Work to complete. Express the listing from the line containing "Reviewer note: confirm that every instance of the large" through the end of the listing as a two-column CSV with the header instruction,points. Give one row per reviewer note, with the note's text under instruction and its coordinates under points, each in a single quoted field with line breaks replaced by spaces.

(Point annotation listing)
— BEGIN —

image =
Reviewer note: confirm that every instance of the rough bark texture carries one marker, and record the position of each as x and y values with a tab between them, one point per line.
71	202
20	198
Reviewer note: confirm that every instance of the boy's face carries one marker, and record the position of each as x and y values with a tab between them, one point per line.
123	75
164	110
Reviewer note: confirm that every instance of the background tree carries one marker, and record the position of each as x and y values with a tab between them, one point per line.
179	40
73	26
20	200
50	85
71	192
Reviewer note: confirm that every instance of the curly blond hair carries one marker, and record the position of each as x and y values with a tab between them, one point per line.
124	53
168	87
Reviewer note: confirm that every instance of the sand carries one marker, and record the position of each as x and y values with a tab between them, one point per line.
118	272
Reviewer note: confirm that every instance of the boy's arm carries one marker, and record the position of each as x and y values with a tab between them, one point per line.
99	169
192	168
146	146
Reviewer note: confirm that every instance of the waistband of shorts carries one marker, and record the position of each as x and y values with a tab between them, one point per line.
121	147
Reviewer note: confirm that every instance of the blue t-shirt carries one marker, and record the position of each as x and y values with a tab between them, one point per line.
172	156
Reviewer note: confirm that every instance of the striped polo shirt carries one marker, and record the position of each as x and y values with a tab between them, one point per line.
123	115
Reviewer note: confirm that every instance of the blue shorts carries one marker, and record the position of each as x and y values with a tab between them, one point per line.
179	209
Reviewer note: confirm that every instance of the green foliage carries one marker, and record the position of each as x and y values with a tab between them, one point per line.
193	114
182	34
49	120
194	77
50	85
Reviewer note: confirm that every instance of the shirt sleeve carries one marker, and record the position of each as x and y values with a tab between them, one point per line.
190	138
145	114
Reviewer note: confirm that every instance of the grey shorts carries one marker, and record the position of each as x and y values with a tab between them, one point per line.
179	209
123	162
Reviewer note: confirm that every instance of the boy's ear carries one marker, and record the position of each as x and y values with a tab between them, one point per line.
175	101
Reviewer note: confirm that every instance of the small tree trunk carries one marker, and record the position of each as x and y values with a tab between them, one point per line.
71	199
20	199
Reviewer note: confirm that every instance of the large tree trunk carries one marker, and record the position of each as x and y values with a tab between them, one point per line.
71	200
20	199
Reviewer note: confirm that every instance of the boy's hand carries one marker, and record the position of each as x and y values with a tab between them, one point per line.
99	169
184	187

— END —

In response.
instruction,points
"Reviewer note: confirm that every instance of the large tree trunk carries one marker, and record the position of each as x and y values with a tab between them, one point per line.","71	200 20	199"
"Reviewer note: confirm that every instance of the boy's hand carries one marker, and record the position of each as x and y values with a tab between them, one point per line.","99	169 184	187"